Sunday, November 21, 2010

Rationality and Experience to Guide Chicago Housing and Economic Development

Outgoing Mayor Richard M. Daley is intent on leaving his imprint on city government even after he leaves office early next year. He is busy reorganizing the city’s administration in the way he thinks best, and appointing interim heads to new departments, leaving the next mayor to decide whether or not to keep them. Kudos to Daley for one interim appointment announced last week, which should keep economic and housing development moving in all Chicago neighborhoods during the inevitable transition confusion once a new mayor is elected.

Daley appointed 58 year old Andrew Mooney, executive director of Local Initiatives Support Corp. Chicago, to be interim head of the newly created Department of Housing and Economic Development. The new department combines the responsibilities of the former Department of Community Development with the former Department of Zoning and Land Use, except for zoning inspections, which will now fall under authority of Chicago’s building department.

Mooney brings enviable experience in making community development work to his new position. Since it was started in 1980, his organization has invested $150 million in grant money in Chicago area neighborhoods, developing 27,000 housing units and 4.5 million square feet of retail, commercial, and community center space. Mooney’s able leadership has also attracted equity investment totaling $317 million to projects his organization supported, leveraging an estimated $3.7 billion in development throughout the Chicago metropolitan area. Some examples of housing developments succeeding under Mooney’s leadership include the 86 unit Churchview Supportive Living Facility in southwest side Chicago Lawn, the 87 unit Harold Washington Unity Cooperative affordable housing development in West Humboldt Park, and Bronzeville’s 3,000 unit Oakwood Shores development, located just south of Ellis Park.

* **Brief 1**: Rewrite the records with "frameless mirror" changed to "wall mirror" and everything else left the same.

* **Dataset rows**:
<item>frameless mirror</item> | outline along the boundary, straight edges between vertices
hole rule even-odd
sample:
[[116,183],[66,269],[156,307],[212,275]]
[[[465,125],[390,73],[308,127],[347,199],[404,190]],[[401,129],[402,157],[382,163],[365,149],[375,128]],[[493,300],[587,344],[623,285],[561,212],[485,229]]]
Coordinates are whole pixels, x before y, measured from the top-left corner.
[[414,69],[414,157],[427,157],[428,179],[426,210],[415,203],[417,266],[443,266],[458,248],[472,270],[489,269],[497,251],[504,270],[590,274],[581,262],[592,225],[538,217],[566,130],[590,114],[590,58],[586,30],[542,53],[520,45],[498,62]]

* **Brief 2**: According to the article on Chicago housing and economic development, which two former city departments are combined in the new Department of Housing and Economic Development?

* **Correct output 1**:
<item>wall mirror</item> | outline along the boundary, straight edges between vertices
hole rule even-odd
sample:
[[116,183],[66,269],[156,307],[212,275]]
[[[465,125],[390,73],[308,127],[347,199],[404,190]],[[401,129],[402,157],[382,163],[365,149],[375,128]],[[493,300],[587,344],[623,285],[561,212],[485,229]]]
Coordinates are whole pixels, x before y, measured from the top-left corner.
[[414,69],[414,157],[427,157],[428,179],[426,210],[415,203],[417,266],[443,266],[458,248],[472,270],[489,269],[497,251],[504,270],[590,274],[581,262],[592,225],[538,217],[566,130],[590,114],[590,58],[586,30],[542,53],[520,45],[498,62]]

* **Correct output 2**: The Department of Community Development and the Department of Zoning and Land Use.